| Passage given |
---*---

For a fairly quick, but somewhat rough repair, use the type of modeling clay--hobby shops and florists usually have it on hand--that does not dry and harden to make a mold directly on the bottle mouth, starting by shaping an interior plug. The exterior mold can be formed by taking an impression from an intact example of the same bottle. Carefully swab the broken surfaces of the glass with acetone or keytone (to ensure adhesion of the casting resin) before attaching the exterior mold. Stand the bottle vertically, pour the gap full of your colored and catalyzed resin mix.

After the resin has cured, pull the modeling clay mold material and clean off the residue. If you did a good job shaping the mold, the results might satisfy you at this stage. If not, the resin shape can be refined with needle files and then polished with steel wool and plastic polish such as used by fiberglass mold makers (Meguiar's® is one brand). The steel wool will not damage the glass, but one need be careful with files or sand paper to avoid the original glass and shape only the resin.

---*---

(Dataset rows)
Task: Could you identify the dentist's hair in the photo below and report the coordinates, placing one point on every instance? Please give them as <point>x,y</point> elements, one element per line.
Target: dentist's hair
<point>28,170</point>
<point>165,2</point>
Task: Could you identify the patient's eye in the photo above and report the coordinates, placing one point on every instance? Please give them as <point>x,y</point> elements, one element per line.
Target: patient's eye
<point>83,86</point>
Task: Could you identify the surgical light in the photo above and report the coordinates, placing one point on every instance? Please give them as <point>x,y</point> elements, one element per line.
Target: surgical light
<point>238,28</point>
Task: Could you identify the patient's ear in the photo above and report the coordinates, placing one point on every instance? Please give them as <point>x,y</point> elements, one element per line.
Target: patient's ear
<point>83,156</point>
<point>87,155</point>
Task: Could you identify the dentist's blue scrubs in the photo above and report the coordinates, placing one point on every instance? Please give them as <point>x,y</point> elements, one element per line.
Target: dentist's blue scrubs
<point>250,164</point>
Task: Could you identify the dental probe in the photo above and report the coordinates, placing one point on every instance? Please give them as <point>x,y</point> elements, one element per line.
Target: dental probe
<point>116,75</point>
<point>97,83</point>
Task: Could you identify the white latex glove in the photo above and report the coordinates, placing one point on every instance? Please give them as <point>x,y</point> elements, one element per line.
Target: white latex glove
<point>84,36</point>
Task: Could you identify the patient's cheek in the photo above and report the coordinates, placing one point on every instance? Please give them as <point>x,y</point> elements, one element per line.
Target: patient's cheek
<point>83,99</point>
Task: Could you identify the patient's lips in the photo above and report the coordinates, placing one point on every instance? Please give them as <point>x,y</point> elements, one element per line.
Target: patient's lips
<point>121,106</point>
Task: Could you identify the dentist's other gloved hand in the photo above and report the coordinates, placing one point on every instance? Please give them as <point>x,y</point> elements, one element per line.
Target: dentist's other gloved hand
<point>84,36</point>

---*---

| Objective 1 |
Reproduce the bottle repair instructions from "For a fairly" to "catalyzed resin mix.", swapping "modeling clay" for "plasticine" throughout.
| Objective 2 |
Write the next part of the bottle repair instructions, picking up after their final sentence.
This data is separate material from the bottle repair instructions.

| Exercise answer 1 |
For a fairly quick, but somewhat rough repair, use the type of plasticine--hobby shops and florists usually have it on hand--that does not dry and harden to make a mold directly on the bottle mouth, starting by shaping an interior plug. The exterior mold can be formed by taking an impression from an intact example of the same bottle. Carefully swab the broken surfaces of the glass with acetone or keytone (to ensure adhesion of the casting resin) before attaching the exterior mold. Stand the bottle vertically, pour the gap full of your colored and catalyzed resin mix.

| Exercise answer 2 |
If you have a wood or metal lathe, you might find it easier to shape your mold components, especially the interior cylinder, that way; but the components will need to be smoothly finished and have a parting agent (paste wax should do for your application) applied to avoid adhesion of the casting resin. (Using oil-based modeling or florist's clay avoids the need, since it is inherently adhesion resistant.) Alternately, the outer mold could also be formed with Plaster of Paris by impression from an intact example as long as no more than 180-degrees of the circle is encapsulated. Again, the dried plaster mold will require application of mold release agent.

If I owned a damaged bottle that meant enough to me to go through the bother, I would effect the repair by turning the interior cylinder from a plastic material such as ABS or PVC, which is a natural mold release when adequately polished--I'd still apply wax though. Then, I would form the exterior mold with Plaster of Paris, which I would both wax and spray with PVA mold release. That approach would produce the best finished product.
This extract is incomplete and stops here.